Problems and tasks:
• 1. According to the text on Amita Chatterjee, during which years was she a professor of philosophy at Jadavpur University?
• 2. Write out the text on Amita Chatterjee word for word, from "Personal details" to "and Smita Sirker.".

Exercise text:
□ □ □

1st Vice-Chancellor of Presidency University
- In office 5 October 2010 – 5 October 2011
- Chancellor: Governor of West Bengal
- Governor: M.K. Narayanan D. Y. Patil (additional charge) Keshari Nath Tripathi Jagdeep Dhankhar
- Succeeded by: Prof. Malabika Sarkar

2nd Vice-President of International Union of History and Philosophy of Science
- In office 2016–2019

Personal details
- Born: 13 September 1950 (age 75)
- Education: Presidency College, Kolkata, University of Calcutta

= Amita Chatterjee =

Former vice-chancellor of Presidency University, Kolkata

Amita Chatterjee (born 13 September 1950) is a philosopher of science and logician, first vice-chancellor of Presidency University Kolkata and is professor emerita at the School of Cognitive Science of Jadavpur University in Kolkata, India. In 2019 her contributions to philosophy were recognized with the publication of a 2-volume festschrift in her honour: Mind and Cognition- An Interdisciplinary Sharing (Essays in Honour of Amita Chatterjee) by Kuntala Bhattacharya, Madhucchanda Sen and Smita Sirker.

== Biography ==

Chatterjee studied at Presidency College, Kolkata and she received her Ph.D. from University of Calcutta She was a professor of philosophy at Jadavpur University from 1979 to 2010. During this time, she co-ordinated the Centre for Cognitive Science at Jadavpur University and was the Head of the Department of Philosophy. From 2010 to 2011, she was the first Vice Chancellor of Presidency University, Kolkata. After this, she returned to Jadavpur University. From 2016 to 2019, she served as Second Vice President of the Division for Logic, Methodology and Philosophy of Science and Technology. She served as editor for numerous academic journals, among them Philosophy East and West, and has been an important member of the Calcutta Logic Circle a group of logicians from mathematics, philosophy and computer science in West Bengal.

□ □ □

Data for analysis:

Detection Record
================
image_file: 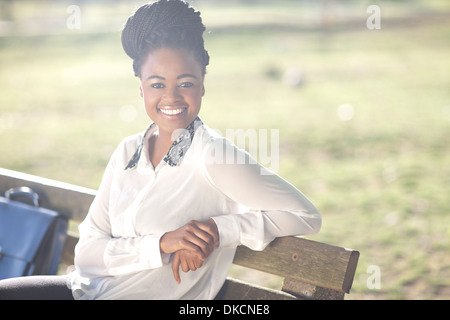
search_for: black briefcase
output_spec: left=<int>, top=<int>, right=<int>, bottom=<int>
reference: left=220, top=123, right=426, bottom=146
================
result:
left=0, top=187, right=67, bottom=279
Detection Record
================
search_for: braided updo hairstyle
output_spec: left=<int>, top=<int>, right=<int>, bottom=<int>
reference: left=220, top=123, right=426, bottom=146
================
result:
left=122, top=0, right=209, bottom=77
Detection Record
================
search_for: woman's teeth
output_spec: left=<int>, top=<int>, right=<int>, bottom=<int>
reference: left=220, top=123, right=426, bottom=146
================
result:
left=159, top=108, right=186, bottom=116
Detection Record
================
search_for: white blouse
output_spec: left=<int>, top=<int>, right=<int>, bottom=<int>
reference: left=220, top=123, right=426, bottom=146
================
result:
left=69, top=117, right=321, bottom=299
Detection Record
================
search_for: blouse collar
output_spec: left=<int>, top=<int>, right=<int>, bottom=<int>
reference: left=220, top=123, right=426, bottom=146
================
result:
left=124, top=116, right=203, bottom=170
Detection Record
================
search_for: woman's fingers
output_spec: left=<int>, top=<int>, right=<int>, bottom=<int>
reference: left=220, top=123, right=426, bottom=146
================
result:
left=172, top=250, right=203, bottom=283
left=160, top=219, right=218, bottom=260
left=172, top=253, right=181, bottom=283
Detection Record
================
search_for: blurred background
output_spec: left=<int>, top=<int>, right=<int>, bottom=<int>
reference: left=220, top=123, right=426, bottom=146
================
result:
left=0, top=0, right=450, bottom=299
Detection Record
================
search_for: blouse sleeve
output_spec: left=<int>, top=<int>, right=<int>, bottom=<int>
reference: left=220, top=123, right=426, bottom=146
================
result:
left=75, top=142, right=167, bottom=276
left=205, top=139, right=321, bottom=250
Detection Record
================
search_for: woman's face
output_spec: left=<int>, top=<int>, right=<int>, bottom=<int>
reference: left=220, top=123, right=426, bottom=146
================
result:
left=140, top=47, right=204, bottom=135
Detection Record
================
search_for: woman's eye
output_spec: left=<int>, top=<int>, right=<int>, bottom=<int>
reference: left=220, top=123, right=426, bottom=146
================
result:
left=150, top=82, right=165, bottom=89
left=180, top=82, right=194, bottom=88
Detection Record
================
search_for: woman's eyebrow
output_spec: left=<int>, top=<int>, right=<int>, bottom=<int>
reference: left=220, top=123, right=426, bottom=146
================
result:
left=177, top=73, right=197, bottom=80
left=145, top=76, right=166, bottom=81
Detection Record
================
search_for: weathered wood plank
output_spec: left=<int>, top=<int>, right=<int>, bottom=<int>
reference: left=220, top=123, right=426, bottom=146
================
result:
left=216, top=278, right=298, bottom=300
left=281, top=278, right=345, bottom=300
left=0, top=168, right=96, bottom=222
left=234, top=237, right=359, bottom=293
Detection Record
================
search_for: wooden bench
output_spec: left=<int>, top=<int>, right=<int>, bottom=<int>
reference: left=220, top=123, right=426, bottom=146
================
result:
left=0, top=168, right=359, bottom=300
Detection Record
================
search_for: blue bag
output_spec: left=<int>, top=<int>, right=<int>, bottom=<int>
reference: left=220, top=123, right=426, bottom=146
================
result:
left=0, top=187, right=67, bottom=279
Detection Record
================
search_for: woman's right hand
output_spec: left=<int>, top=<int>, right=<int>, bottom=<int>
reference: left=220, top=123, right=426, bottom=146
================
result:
left=159, top=219, right=219, bottom=261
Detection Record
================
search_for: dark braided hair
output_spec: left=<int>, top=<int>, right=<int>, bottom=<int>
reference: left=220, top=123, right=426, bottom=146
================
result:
left=122, top=0, right=209, bottom=77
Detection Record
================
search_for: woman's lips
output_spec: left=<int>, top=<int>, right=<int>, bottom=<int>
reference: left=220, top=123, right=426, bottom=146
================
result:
left=158, top=106, right=187, bottom=117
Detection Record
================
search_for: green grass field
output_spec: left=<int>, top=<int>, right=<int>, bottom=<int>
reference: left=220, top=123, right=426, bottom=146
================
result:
left=0, top=1, right=450, bottom=299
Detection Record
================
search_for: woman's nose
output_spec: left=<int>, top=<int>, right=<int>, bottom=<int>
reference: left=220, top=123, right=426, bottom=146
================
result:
left=165, top=86, right=181, bottom=100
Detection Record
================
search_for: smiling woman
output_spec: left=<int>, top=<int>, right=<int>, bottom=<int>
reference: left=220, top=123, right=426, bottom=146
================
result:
left=0, top=0, right=321, bottom=299
left=139, top=47, right=205, bottom=160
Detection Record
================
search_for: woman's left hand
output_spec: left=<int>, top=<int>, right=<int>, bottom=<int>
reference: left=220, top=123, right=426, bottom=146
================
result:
left=172, top=219, right=219, bottom=283
left=172, top=250, right=203, bottom=283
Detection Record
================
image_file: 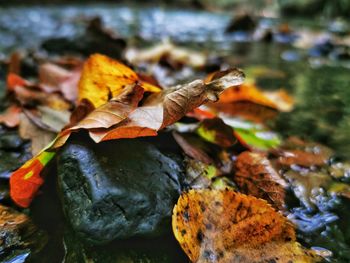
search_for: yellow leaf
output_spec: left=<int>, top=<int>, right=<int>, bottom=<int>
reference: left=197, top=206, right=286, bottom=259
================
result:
left=172, top=189, right=318, bottom=263
left=78, top=54, right=160, bottom=108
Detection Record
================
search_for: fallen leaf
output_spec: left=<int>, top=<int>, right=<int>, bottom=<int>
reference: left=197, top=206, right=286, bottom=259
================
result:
left=184, top=158, right=220, bottom=189
left=39, top=63, right=81, bottom=102
left=125, top=40, right=207, bottom=68
left=0, top=205, right=48, bottom=256
left=283, top=170, right=332, bottom=210
left=18, top=114, right=56, bottom=156
left=23, top=106, right=71, bottom=133
left=327, top=182, right=350, bottom=199
left=6, top=73, right=29, bottom=91
left=173, top=132, right=214, bottom=164
left=13, top=85, right=71, bottom=110
left=10, top=148, right=56, bottom=207
left=278, top=150, right=330, bottom=167
left=89, top=69, right=244, bottom=142
left=54, top=84, right=145, bottom=148
left=196, top=118, right=236, bottom=147
left=0, top=105, right=22, bottom=128
left=172, top=189, right=318, bottom=263
left=78, top=54, right=160, bottom=108
left=233, top=152, right=287, bottom=210
left=219, top=117, right=281, bottom=151
left=209, top=83, right=294, bottom=122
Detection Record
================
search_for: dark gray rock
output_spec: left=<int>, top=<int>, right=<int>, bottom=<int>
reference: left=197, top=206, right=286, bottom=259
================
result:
left=0, top=205, right=47, bottom=263
left=58, top=139, right=181, bottom=244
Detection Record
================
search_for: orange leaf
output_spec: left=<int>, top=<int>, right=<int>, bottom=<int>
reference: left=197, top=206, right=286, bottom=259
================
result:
left=6, top=73, right=28, bottom=91
left=234, top=152, right=287, bottom=209
left=85, top=69, right=244, bottom=142
left=78, top=54, right=160, bottom=107
left=172, top=189, right=318, bottom=263
left=10, top=151, right=55, bottom=207
left=0, top=105, right=22, bottom=128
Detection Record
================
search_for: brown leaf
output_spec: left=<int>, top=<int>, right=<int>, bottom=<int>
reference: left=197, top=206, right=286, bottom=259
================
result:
left=39, top=63, right=81, bottom=102
left=19, top=114, right=56, bottom=156
left=234, top=152, right=287, bottom=209
left=172, top=189, right=316, bottom=263
left=14, top=86, right=71, bottom=110
left=90, top=69, right=244, bottom=142
left=196, top=118, right=236, bottom=147
left=78, top=54, right=160, bottom=107
left=65, top=99, right=95, bottom=129
left=0, top=205, right=47, bottom=255
left=54, top=85, right=145, bottom=147
left=173, top=132, right=214, bottom=164
left=278, top=150, right=329, bottom=167
left=0, top=105, right=22, bottom=128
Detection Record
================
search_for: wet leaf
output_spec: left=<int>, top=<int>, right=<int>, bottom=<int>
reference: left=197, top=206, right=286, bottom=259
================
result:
left=234, top=152, right=287, bottom=209
left=196, top=118, right=236, bottom=147
left=0, top=205, right=47, bottom=262
left=0, top=105, right=22, bottom=128
left=39, top=63, right=81, bottom=102
left=327, top=182, right=350, bottom=198
left=278, top=150, right=330, bottom=167
left=84, top=69, right=244, bottom=142
left=184, top=158, right=220, bottom=189
left=172, top=189, right=317, bottom=263
left=173, top=132, right=214, bottom=164
left=283, top=170, right=332, bottom=209
left=206, top=83, right=294, bottom=122
left=125, top=41, right=207, bottom=69
left=10, top=148, right=56, bottom=207
left=78, top=54, right=160, bottom=108
left=23, top=106, right=71, bottom=133
left=220, top=117, right=281, bottom=151
left=278, top=137, right=333, bottom=167
left=18, top=114, right=56, bottom=156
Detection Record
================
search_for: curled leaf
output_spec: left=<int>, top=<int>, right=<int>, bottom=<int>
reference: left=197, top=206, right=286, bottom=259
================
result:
left=86, top=69, right=244, bottom=142
left=234, top=152, right=287, bottom=209
left=10, top=150, right=56, bottom=207
left=196, top=118, right=236, bottom=147
left=78, top=54, right=160, bottom=107
left=0, top=105, right=22, bottom=128
left=172, top=189, right=317, bottom=262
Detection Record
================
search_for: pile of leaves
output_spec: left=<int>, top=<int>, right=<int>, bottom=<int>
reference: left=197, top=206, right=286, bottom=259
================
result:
left=0, top=38, right=350, bottom=262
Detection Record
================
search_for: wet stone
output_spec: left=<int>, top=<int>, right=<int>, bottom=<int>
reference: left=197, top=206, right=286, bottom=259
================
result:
left=58, top=139, right=182, bottom=244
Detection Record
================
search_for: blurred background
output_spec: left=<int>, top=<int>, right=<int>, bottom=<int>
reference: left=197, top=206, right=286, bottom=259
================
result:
left=0, top=0, right=350, bottom=263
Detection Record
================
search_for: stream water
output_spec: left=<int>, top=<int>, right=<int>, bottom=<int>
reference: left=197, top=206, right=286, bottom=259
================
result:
left=0, top=5, right=350, bottom=262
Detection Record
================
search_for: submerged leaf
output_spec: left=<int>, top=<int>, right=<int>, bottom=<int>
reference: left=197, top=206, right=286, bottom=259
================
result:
left=234, top=152, right=287, bottom=209
left=172, top=189, right=317, bottom=263
left=196, top=118, right=236, bottom=147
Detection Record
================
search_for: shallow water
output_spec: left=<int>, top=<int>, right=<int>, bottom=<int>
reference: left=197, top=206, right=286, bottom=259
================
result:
left=0, top=2, right=350, bottom=262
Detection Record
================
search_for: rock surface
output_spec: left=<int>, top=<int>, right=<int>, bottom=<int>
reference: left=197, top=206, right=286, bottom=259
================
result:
left=0, top=205, right=47, bottom=262
left=58, top=139, right=181, bottom=244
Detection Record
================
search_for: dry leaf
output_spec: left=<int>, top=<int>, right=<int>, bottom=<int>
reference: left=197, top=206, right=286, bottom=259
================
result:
left=78, top=54, right=160, bottom=108
left=39, top=63, right=81, bottom=102
left=125, top=41, right=207, bottom=68
left=234, top=152, right=287, bottom=209
left=19, top=114, right=56, bottom=156
left=83, top=69, right=244, bottom=142
left=173, top=132, right=214, bottom=164
left=172, top=189, right=317, bottom=263
left=207, top=82, right=294, bottom=122
left=0, top=105, right=22, bottom=128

□ □ □

Outputs in order:
• 1. From 1979 to 2010.

• 2.
Personal details
- Born: 13 September 1950 (age 75)
- Education: Presidency College, Kolkata, University of Calcutta

= Amita Chatterjee =

Former vice-chancellor of Presidency University, Kolkata

Amita Chatterjee (born 13 September 1950) is a philosopher of science and logician, first vice-chancellor of Presidency University Kolkata and is professor emerita at the School of Cognitive Science of Jadavpur University in Kolkata, India. In 2019 her contributions to philosophy were recognized with the publication of a 2-volume festschrift in her honour: Mind and Cognition- An Interdisciplinary Sharing (Essays in Honour of Amita Chatterjee) by Kuntala Bhattacharya, Madhucchanda Sen and Smita Sirker.